GIVEN INSTRUCTION. Return every record exactly as written.

Point-based annotation data
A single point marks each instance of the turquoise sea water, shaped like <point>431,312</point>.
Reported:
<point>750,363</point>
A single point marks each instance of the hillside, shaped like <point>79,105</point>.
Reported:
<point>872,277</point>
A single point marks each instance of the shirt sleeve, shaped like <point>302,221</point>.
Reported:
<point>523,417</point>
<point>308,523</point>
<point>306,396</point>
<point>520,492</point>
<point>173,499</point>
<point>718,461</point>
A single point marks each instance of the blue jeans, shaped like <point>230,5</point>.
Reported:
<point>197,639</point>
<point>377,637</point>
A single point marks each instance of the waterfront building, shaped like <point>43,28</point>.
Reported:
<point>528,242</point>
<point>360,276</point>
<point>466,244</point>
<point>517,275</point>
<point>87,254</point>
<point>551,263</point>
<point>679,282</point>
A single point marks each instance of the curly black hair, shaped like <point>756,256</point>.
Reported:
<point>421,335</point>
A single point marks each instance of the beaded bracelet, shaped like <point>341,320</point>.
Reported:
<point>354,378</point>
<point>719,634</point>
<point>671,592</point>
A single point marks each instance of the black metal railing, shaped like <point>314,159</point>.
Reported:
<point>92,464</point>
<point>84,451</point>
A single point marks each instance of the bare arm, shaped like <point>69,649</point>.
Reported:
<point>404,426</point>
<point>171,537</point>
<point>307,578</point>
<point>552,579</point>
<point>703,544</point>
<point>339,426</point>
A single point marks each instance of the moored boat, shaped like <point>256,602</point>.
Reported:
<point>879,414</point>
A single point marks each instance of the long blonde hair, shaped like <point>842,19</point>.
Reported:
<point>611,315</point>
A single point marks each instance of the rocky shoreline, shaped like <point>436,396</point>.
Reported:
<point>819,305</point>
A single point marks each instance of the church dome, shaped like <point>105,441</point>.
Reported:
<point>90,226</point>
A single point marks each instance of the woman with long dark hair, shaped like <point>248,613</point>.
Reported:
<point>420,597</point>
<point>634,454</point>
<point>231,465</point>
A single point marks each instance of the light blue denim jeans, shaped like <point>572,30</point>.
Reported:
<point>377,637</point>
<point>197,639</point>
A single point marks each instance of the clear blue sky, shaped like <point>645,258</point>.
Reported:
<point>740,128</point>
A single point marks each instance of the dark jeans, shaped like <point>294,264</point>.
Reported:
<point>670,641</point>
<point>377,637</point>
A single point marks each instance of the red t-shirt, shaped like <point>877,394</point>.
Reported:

SOLUTION BELOW.
A single point marks each instance of the turquoise sea water, shaped like <point>431,312</point>.
Reported:
<point>750,363</point>
A single point marks each instance of the hillside, shaped like <point>79,105</point>.
Reported:
<point>872,277</point>
A single point marks each instance of the shirt sleeve, shaped like <point>302,221</point>.
Reported:
<point>523,417</point>
<point>308,523</point>
<point>306,396</point>
<point>520,492</point>
<point>173,499</point>
<point>718,461</point>
A single point marks each instance of the blue jeans, shaped like <point>230,5</point>.
Reported:
<point>197,639</point>
<point>377,637</point>
A single point marks each instance of the waterfront building, shaped like <point>43,28</point>.
Reported:
<point>528,242</point>
<point>360,276</point>
<point>466,244</point>
<point>517,275</point>
<point>87,254</point>
<point>551,263</point>
<point>679,282</point>
A single point marks each instance of the curly black hair, shaped like <point>756,256</point>.
Reported:
<point>421,335</point>
A single point marks each instance of the beaded bracelet, shaped like <point>341,320</point>.
Reported:
<point>354,378</point>
<point>719,634</point>
<point>671,592</point>
A single point marks each instance of the black metal railing, shaped like <point>314,159</point>.
Reported:
<point>92,464</point>
<point>84,451</point>
A single point marks each instance of the bare arm, shaped like <point>69,649</point>.
Reported:
<point>404,426</point>
<point>171,537</point>
<point>307,578</point>
<point>552,579</point>
<point>703,544</point>
<point>339,426</point>
A single point marks each instance of the moored boat, shaped like <point>256,602</point>.
Reported:
<point>879,414</point>
A single point marks each instance of the long blonde hair, shaped like <point>842,19</point>.
Reported:
<point>611,315</point>
A single point marks each instance of the rocky shoreline, shaped like <point>436,396</point>.
Reported:
<point>819,305</point>
A single point marks each instance of the church dome, shaped like <point>105,441</point>.
Reported:
<point>90,226</point>
A single point marks each instance of the woman with long dark hair, shaped like <point>248,613</point>.
Reported:
<point>420,597</point>
<point>634,454</point>
<point>231,465</point>
A single point marks each instance of the light blue denim jeans, shaped like <point>572,30</point>.
Reported:
<point>377,637</point>
<point>197,639</point>
A single point marks each instance of the clear blue sky, shaped like <point>645,258</point>.
Reported:
<point>740,128</point>
A single point marks each instance of the dark jeans, shaped like <point>294,264</point>.
Reported:
<point>670,641</point>
<point>377,637</point>
A single point marks each instance of the red t-shirt, shaped like <point>877,394</point>.
Reported:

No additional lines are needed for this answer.